Bu zamanı da 02/03 sezonunda buldu Harry ve sağlıklı olduğu zaman neler yapabileceğini bir kez daha gösterdi. Bu sezonda 31 maça çıkarak 14 gol kaydetti. Bu yılın başka bir anlamı da Kewell’ın kendisini futbol arenasına sunan Leeds United’daki son senesi olması. BBC’ye verdiği bir röportaj sırasında kulübün staff’ı ve sağlık ekibi hakkında olumsuz düşüncelerini hırçın bir biçimde dile getiren Kewell, bu olayın sonunda İngiltere’nin diğer bir büyük kulübü Liverpool’a transfer oldu. Daha birkaç sene önce 25m poundluk bir bonservis bedeli teklif edilen Kewell’ın 10 milyon Euro civarı bir ücrete satılmasının başlıca nedeni ne yazık ki yaşadığı sakatlıklardı. Aslında Milan, Chelsea, ManU, Arsenal ve Barcelona gibi birçok başka kulüp de kendisini transfer etmek istiyordu ama o tercihini Liverpool’dan yana kullandı.



Anfield Road’daki kariyerine de sükse bir giriş yaptı Avustralya’lı. 7 Numaralı formasını burada da sırtına geçirirken, ilk sezonunda 36 lig maçında 7 gol kaydetti. Ayrıca Liverpool’un Uefa Kupası’ndaki en golcü oyuncusu oldu. Her kulvarda şampiyonluk mücadelesi veren Liverpool’un Michael Owen ve Emilie Heskey ile beraber en etkili oyuncusuydu. Keşke başka sakatlık problemleri yaşamasaydı da bu seviyede kalabilseydi. Keza bu sezonun bitişiyle beraber kariyeri büyük bir darbe alacaktı.

Kewell 04/05 sezonuna kabus gibi bir giriş yaptı. İlk 14 hafta gol bulamazken, sakatlıklar yeniden yakasına yapışmıştı. 15. Maçında gol ile tanışmasına rağmen bu sezonu yaşadığı sakatlıklar nedeniyle sadece 18 lig maçı oynayarak bitirebildi. Ancak bu senenin Kewell için bir anlamı daha vardı. Bu sezonda kendisinin çok fazla bir payı olamasa da Liverpool, şampiyonlar ligi şampiyonluğuna ulaştı. Yanı başımızda Atatürk Olimpiyat Stadı’nda oynanılan bu finalde hazır olmamasına rağmen Kewell’ı ilk 11’de sahaya çıkartan Rafa Benitez çok eleştiriliyordu ki, bu eleştiriler haklı çıktı. Kewell daha ilk yarıda yeniden ciddi bir sakatlık neticesinde oyundan alınıyordu. Eminim o an, gözlerini kapatıp defalarca lanet etmiştir bu duruma.

^^^^^^^^

Görevleriniz =>
A) Harry Kewell'ın kariyerini anlatan metne göre Kewell, Liverpool'daki ilk sezonunda kaç lig maçına çıkıp kaç gol attı?
B) Harry Kewell'ın kariyerini anlatan metni son cümlesinin ardından sürdürün.

^^^^^^^^

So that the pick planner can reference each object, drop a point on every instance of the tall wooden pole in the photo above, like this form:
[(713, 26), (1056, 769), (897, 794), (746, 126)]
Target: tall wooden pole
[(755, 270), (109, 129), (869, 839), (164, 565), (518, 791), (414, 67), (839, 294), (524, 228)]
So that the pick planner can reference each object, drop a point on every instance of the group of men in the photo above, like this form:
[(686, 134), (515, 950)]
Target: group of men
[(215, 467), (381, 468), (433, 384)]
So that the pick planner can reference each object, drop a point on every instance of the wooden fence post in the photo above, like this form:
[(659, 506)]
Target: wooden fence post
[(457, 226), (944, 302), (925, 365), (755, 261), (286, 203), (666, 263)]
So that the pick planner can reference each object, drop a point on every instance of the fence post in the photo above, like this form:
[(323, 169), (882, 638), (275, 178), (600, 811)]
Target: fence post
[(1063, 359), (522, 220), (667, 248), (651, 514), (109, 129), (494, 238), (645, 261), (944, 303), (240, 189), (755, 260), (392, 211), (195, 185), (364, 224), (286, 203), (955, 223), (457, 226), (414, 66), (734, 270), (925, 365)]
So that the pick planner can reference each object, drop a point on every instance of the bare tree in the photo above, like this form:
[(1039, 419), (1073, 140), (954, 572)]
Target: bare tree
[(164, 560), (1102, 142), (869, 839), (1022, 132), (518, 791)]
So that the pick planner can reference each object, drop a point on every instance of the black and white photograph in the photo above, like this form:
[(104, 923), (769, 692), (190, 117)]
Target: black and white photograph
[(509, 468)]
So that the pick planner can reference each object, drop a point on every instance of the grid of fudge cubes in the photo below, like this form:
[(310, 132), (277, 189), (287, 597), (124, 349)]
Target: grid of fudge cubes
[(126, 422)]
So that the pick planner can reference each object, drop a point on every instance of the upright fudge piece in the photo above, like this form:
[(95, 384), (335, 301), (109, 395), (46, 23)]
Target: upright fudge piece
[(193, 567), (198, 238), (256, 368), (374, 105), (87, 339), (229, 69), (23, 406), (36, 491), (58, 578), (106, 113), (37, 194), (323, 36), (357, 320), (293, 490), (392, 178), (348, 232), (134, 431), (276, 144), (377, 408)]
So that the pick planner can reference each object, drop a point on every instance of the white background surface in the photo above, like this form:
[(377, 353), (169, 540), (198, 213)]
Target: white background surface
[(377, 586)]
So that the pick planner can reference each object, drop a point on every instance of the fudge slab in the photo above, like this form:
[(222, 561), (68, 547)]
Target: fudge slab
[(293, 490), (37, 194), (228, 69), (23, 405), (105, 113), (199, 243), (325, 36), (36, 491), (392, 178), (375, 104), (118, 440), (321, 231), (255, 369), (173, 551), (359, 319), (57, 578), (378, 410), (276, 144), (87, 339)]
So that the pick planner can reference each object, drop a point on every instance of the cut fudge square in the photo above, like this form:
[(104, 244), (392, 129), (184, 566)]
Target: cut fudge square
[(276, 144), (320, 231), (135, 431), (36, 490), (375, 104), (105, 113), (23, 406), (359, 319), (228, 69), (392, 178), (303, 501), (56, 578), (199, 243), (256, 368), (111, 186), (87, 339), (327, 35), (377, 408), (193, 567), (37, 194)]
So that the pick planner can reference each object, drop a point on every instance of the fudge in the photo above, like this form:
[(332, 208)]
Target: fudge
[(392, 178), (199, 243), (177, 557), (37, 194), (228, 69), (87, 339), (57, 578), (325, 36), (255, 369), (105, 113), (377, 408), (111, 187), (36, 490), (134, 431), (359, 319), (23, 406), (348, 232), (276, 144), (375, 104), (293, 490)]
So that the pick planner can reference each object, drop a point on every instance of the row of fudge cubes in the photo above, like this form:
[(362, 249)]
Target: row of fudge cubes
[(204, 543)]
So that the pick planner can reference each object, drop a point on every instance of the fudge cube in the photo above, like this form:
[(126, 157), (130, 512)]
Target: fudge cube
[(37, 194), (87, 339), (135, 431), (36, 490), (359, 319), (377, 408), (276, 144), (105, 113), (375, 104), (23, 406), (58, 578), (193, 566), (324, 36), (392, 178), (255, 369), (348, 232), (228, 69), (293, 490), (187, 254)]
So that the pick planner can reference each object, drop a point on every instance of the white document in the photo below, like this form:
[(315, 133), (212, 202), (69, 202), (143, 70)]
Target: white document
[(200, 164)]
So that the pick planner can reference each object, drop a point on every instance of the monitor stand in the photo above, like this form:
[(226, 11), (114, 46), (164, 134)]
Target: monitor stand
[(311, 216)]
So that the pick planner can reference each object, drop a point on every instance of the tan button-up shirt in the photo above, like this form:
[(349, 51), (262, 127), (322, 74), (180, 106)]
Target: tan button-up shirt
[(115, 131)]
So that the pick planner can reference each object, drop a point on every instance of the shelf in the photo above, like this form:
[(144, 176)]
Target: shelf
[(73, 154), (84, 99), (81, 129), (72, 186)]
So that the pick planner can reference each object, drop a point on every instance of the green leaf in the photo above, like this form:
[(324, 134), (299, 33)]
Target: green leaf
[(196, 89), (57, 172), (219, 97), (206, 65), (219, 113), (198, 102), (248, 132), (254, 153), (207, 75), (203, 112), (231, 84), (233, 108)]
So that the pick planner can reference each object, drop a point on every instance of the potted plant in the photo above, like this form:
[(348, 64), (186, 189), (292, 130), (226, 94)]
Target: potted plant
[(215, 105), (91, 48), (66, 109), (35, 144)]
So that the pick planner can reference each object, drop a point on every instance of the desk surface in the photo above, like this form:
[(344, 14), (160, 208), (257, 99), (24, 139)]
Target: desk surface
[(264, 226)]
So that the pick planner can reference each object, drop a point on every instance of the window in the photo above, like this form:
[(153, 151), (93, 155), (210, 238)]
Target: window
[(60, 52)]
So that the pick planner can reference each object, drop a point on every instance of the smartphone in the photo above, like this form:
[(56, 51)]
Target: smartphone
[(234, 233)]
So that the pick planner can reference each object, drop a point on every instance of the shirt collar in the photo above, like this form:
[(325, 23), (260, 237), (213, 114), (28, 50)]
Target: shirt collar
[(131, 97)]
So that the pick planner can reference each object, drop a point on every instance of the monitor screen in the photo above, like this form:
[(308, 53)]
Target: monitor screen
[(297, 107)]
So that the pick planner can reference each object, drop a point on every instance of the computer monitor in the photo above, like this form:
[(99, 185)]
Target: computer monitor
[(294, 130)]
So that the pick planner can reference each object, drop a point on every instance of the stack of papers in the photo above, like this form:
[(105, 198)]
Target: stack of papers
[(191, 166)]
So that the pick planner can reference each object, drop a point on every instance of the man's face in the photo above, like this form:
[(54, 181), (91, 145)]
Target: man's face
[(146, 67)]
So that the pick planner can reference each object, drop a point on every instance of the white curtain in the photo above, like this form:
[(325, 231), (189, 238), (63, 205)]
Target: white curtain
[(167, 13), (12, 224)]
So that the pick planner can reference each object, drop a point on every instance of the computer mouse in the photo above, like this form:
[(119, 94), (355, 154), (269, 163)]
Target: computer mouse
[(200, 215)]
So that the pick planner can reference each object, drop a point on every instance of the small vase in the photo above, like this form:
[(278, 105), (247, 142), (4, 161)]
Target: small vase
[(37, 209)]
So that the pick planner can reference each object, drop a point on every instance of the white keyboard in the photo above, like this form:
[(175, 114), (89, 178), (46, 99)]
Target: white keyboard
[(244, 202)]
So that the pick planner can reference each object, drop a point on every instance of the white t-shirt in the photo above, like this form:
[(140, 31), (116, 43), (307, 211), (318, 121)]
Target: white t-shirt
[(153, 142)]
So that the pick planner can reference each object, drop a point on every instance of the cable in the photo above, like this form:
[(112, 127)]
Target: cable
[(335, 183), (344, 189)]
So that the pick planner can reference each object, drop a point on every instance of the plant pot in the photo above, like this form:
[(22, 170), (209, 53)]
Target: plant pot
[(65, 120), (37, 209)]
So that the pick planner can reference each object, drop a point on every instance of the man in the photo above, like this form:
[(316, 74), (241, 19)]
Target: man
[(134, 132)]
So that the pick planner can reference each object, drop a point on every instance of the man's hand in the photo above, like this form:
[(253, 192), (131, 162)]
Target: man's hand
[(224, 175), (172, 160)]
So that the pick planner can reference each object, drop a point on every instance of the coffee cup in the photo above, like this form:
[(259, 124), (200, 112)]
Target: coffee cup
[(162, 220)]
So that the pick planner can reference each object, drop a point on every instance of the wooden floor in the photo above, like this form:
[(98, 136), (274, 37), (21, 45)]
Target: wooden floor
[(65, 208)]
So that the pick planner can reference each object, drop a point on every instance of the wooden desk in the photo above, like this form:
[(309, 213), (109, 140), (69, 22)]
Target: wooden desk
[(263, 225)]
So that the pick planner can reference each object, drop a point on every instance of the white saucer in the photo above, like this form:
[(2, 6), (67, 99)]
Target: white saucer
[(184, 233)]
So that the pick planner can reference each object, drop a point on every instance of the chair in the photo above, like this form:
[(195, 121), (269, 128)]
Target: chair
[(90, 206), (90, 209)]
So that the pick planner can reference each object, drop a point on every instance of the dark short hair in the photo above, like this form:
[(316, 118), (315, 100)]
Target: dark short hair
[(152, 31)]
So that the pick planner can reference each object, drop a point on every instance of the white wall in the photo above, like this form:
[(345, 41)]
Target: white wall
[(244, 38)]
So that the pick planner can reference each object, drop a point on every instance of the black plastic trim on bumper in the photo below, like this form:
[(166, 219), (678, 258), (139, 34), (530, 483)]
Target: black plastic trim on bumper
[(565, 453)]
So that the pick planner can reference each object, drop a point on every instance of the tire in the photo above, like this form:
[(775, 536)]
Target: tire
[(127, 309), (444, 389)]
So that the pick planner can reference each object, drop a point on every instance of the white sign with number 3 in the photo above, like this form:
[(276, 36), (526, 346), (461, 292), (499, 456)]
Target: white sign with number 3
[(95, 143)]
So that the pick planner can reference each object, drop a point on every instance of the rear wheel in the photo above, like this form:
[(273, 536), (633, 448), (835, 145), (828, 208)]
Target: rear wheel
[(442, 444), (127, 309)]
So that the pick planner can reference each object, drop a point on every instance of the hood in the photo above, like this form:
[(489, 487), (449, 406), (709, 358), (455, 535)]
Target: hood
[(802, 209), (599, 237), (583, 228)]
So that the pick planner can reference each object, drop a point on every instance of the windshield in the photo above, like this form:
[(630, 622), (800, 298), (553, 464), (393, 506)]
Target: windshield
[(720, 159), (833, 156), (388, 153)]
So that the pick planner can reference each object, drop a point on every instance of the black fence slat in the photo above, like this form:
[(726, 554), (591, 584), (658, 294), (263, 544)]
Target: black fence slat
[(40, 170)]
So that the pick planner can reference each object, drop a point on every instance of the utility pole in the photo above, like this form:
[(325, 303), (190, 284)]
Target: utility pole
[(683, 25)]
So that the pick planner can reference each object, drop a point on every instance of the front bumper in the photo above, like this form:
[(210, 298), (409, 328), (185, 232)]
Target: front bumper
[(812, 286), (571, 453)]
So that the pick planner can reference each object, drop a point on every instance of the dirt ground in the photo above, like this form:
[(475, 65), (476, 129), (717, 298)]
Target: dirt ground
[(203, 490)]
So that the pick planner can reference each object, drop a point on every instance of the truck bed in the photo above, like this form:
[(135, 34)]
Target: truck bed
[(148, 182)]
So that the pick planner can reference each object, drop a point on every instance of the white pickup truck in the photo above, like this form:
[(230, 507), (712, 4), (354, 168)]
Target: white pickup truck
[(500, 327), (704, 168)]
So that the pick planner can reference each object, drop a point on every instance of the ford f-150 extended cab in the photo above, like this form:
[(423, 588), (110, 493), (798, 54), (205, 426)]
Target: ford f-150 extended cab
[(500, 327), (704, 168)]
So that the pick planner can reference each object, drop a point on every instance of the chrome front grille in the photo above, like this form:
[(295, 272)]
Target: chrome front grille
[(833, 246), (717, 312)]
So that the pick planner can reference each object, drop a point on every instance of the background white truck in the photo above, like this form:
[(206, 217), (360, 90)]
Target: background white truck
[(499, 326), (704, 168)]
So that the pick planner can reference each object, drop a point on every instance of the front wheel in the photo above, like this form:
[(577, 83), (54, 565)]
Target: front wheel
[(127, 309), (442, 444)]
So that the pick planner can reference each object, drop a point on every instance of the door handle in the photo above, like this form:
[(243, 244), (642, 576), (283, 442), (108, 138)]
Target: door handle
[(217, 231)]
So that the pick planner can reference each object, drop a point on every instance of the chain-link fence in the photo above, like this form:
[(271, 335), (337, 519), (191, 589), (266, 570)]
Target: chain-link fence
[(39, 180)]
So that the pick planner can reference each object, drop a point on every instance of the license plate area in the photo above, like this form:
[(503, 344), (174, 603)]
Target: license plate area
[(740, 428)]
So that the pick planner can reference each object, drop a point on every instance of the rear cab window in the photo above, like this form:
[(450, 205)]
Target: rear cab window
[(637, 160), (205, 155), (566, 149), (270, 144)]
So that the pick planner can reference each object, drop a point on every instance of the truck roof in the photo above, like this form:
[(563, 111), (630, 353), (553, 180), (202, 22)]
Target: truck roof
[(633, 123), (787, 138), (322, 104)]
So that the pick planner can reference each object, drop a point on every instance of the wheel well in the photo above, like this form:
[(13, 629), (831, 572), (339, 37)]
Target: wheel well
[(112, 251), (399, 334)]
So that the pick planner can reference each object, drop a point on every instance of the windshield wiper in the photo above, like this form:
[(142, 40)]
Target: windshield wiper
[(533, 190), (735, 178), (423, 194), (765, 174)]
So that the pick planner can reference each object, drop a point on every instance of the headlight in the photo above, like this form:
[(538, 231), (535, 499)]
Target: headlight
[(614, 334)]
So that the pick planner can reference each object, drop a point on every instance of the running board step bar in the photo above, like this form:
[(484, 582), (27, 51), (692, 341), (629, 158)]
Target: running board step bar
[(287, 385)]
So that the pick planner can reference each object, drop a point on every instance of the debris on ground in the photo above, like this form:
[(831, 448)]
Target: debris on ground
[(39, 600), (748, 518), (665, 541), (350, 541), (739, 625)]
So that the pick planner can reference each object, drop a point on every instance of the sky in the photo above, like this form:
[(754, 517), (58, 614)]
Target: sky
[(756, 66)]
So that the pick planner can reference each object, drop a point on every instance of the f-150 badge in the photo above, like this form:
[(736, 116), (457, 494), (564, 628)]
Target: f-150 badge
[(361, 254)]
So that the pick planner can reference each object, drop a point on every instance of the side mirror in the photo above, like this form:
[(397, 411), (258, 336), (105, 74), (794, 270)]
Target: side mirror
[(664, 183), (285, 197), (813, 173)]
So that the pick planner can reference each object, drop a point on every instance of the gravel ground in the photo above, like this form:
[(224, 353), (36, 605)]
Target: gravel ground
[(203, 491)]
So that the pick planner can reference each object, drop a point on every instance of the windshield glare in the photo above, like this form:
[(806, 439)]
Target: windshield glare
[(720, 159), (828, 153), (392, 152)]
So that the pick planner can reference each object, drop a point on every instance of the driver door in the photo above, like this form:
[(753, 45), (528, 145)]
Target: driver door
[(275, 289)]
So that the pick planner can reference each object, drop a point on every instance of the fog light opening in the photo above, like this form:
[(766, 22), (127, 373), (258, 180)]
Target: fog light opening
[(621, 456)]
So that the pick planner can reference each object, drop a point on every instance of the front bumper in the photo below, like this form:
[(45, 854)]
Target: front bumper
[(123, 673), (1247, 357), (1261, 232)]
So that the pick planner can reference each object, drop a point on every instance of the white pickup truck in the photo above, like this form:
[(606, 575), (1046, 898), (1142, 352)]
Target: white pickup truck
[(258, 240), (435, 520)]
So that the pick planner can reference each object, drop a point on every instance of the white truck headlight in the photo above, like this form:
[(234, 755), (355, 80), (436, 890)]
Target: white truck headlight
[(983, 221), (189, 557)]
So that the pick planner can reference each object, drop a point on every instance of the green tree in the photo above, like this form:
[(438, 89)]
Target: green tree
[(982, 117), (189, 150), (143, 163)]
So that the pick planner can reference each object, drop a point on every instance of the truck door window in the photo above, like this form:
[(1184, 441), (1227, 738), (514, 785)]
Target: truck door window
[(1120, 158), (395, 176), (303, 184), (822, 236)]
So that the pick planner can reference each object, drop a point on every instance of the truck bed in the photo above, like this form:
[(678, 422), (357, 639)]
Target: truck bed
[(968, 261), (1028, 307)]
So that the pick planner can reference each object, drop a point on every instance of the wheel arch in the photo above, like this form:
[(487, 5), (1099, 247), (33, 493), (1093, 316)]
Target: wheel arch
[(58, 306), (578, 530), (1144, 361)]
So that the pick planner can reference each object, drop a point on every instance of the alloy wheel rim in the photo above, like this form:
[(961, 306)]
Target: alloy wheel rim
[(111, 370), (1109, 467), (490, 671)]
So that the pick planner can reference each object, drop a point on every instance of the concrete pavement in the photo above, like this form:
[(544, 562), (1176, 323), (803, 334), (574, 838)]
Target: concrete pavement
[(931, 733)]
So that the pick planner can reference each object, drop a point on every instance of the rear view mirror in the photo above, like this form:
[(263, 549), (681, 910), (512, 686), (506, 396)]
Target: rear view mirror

^^^^^^^^

Sonuçlar =>
A) 36 lig maçına çıkıp 7 gol attı.

B)
Ardından gelen sezonda kendisine Şampiyonlar Ligi finalinde şans verdiği için borçlu hissettiği Benitez’e borcunu kapatmak için elinden geleni yapsa da pek verimli olamadı ve 27 maçta 3 gol üretebildi. Bu sefer de kasıklarındaki bir yırtık oluştu ve hiç olmadığı kadar futboldan uzak kalmak zorunda kaldı Kewell. Neredeyse 1 sezon tamamen futbol oynamamasının ardından 07/08 sezonunda bir geri dönüş yapmak istiyordu ki, bu dönemde de sadece 10 lig maçında forma şansı bulabildi. Liverpool kariyerinin böyle olmasını kimse beklemiyordu ama onu transfer ederken sakatlık riski de beraberinde gelmişti. Artık yeni bir başlangıç yapmasının zamanıydı. İngiltere’de kendisinden umutlar kesilmiş ve tekrar yüksek seviyede futbol oynayamayacağı düşünülüyordu. Bu koşullarda Harry Kewell neredeyse 10 sene önce çimlerine bastığı bir stada, birkaç yıl önce Avrupa’nın en büyük kupasını kazandığı şehre geri dönmeye karar verdi. 08/09 sezonundan itibaren Galatasaray forması giyecekti..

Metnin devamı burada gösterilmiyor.